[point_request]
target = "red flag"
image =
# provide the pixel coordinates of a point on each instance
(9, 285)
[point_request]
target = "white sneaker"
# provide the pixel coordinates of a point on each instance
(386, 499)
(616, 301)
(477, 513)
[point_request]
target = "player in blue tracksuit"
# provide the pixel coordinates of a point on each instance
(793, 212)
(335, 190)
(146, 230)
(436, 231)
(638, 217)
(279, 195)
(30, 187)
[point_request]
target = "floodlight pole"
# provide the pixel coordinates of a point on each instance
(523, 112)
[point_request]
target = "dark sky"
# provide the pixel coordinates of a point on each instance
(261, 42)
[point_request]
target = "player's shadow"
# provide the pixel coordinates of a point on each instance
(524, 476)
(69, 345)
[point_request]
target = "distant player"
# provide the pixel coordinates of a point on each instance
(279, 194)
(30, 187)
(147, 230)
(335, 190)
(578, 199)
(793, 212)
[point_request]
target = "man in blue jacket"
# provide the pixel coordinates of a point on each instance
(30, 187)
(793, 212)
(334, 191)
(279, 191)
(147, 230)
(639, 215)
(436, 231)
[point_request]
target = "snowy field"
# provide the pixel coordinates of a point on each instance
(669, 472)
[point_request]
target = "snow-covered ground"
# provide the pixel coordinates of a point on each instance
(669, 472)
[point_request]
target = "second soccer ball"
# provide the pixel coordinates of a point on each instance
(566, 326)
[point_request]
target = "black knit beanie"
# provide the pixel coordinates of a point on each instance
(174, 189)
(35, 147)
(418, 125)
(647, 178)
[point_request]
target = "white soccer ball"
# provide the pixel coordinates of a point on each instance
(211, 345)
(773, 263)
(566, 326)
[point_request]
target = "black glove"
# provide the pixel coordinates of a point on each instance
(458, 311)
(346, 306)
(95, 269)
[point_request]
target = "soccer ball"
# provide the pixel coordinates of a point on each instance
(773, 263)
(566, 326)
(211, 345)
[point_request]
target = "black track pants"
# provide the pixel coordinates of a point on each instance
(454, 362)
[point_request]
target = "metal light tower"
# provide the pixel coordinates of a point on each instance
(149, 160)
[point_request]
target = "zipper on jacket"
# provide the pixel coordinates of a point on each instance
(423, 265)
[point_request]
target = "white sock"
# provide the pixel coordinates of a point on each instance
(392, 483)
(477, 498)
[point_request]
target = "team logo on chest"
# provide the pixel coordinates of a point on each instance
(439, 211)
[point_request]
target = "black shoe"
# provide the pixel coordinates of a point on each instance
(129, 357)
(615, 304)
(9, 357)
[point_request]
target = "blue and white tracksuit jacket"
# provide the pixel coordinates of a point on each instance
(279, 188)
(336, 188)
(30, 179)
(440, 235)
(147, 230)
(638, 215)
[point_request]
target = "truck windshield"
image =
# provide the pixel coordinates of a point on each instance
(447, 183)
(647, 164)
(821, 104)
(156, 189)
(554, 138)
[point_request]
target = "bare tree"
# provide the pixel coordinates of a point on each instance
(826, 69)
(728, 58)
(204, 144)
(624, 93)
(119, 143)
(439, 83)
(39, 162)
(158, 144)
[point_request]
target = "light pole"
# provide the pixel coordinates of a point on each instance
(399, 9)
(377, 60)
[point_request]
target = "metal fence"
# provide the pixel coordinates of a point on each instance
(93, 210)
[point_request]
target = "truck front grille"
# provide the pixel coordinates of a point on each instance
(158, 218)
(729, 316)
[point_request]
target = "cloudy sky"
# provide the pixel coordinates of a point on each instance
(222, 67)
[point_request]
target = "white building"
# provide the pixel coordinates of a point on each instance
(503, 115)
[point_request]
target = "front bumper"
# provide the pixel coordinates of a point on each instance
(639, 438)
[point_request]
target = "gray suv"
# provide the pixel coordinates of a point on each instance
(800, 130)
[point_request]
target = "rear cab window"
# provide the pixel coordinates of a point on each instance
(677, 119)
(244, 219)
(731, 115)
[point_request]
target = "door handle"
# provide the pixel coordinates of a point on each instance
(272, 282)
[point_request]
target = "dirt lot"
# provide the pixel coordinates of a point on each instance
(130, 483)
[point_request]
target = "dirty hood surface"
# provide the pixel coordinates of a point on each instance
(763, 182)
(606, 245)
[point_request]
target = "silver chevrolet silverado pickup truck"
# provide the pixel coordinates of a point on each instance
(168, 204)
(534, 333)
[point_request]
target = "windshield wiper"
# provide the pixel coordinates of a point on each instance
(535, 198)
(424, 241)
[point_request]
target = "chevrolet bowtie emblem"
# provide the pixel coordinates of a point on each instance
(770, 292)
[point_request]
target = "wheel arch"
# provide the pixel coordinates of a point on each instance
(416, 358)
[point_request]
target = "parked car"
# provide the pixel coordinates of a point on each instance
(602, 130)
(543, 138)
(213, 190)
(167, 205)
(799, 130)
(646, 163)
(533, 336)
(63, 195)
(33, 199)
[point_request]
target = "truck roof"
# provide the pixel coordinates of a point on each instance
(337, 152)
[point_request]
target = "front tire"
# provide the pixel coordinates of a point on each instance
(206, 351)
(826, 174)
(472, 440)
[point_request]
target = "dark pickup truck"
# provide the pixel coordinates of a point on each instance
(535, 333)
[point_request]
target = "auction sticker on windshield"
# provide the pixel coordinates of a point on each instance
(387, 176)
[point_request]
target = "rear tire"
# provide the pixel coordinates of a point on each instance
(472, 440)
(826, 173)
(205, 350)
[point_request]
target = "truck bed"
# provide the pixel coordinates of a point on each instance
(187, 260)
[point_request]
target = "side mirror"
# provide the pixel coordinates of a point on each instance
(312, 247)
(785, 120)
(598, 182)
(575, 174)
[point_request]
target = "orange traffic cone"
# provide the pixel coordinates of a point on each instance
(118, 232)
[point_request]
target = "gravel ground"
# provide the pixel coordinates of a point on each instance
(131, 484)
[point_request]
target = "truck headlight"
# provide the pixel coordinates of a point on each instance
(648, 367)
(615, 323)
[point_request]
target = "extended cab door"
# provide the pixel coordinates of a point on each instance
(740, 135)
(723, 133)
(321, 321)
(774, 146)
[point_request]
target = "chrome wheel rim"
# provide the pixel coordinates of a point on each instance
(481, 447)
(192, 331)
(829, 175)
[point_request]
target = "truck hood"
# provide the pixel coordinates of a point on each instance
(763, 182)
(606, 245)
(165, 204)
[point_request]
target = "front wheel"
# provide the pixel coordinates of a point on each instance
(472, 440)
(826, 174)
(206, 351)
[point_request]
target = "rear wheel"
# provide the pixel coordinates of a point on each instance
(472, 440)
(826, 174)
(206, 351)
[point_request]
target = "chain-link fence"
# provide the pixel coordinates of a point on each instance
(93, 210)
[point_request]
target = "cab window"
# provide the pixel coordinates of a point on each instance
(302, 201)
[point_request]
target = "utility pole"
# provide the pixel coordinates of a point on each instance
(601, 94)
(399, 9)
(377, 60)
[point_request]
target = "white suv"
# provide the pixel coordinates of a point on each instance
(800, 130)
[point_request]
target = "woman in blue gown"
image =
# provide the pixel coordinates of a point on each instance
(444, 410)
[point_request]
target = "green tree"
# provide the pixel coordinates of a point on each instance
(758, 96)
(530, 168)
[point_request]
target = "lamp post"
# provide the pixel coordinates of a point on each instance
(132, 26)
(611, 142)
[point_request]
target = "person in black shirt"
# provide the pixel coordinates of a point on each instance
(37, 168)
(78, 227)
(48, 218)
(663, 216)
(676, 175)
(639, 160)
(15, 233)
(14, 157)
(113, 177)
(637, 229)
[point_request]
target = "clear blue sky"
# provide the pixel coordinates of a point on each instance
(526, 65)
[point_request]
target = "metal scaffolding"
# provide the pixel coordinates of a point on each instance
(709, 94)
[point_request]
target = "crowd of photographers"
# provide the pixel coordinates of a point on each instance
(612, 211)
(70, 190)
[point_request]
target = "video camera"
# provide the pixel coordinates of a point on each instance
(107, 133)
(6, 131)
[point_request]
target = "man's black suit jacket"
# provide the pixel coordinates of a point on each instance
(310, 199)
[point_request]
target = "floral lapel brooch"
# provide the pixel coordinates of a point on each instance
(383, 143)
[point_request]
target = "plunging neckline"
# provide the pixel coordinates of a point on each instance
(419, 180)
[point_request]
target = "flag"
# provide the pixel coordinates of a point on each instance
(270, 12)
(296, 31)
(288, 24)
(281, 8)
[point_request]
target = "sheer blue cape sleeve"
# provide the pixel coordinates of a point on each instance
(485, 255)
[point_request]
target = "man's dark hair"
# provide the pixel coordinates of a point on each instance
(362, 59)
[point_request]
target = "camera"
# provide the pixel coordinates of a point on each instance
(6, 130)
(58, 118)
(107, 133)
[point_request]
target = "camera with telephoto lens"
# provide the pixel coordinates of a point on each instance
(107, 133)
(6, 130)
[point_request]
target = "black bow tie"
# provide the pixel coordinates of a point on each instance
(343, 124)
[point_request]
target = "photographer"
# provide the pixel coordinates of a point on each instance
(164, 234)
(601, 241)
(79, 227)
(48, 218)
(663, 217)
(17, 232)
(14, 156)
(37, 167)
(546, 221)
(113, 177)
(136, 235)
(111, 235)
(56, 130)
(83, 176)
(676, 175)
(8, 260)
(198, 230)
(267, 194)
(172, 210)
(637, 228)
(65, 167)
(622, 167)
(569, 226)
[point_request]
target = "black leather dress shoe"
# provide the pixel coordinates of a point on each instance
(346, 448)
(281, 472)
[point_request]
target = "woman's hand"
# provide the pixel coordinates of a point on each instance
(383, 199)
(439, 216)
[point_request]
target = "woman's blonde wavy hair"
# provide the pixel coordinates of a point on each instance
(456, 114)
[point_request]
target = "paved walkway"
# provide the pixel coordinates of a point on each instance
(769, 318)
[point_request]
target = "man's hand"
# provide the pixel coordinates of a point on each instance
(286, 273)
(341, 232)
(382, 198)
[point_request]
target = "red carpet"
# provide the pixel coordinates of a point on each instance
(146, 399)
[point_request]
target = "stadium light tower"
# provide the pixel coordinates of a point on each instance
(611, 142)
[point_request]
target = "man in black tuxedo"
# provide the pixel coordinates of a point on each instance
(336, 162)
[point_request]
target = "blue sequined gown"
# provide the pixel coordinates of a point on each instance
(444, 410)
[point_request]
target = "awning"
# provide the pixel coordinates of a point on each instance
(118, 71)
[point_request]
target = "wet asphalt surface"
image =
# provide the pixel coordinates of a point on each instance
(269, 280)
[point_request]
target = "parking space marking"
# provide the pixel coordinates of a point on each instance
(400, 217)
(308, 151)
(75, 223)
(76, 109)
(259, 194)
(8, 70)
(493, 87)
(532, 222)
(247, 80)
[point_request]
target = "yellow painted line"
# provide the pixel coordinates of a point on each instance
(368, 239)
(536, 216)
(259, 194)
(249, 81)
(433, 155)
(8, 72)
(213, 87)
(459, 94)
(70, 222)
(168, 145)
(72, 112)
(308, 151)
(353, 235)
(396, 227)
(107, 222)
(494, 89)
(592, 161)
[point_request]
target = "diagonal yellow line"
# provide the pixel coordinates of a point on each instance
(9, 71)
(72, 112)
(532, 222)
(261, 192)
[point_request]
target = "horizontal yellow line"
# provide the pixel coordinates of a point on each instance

^^^^^^^^^^^^^^^^

WHAT NEEDS TO BE DONE —
Return every line of the records above that contains the word "jacket", treating uppercase and lowercase letters as distinct.

TASK RESPONSE —
target = "man in blue jacket"
target = "zipper on jacket"
target = "blue and white tracksuit jacket"
target = "man's black suit jacket"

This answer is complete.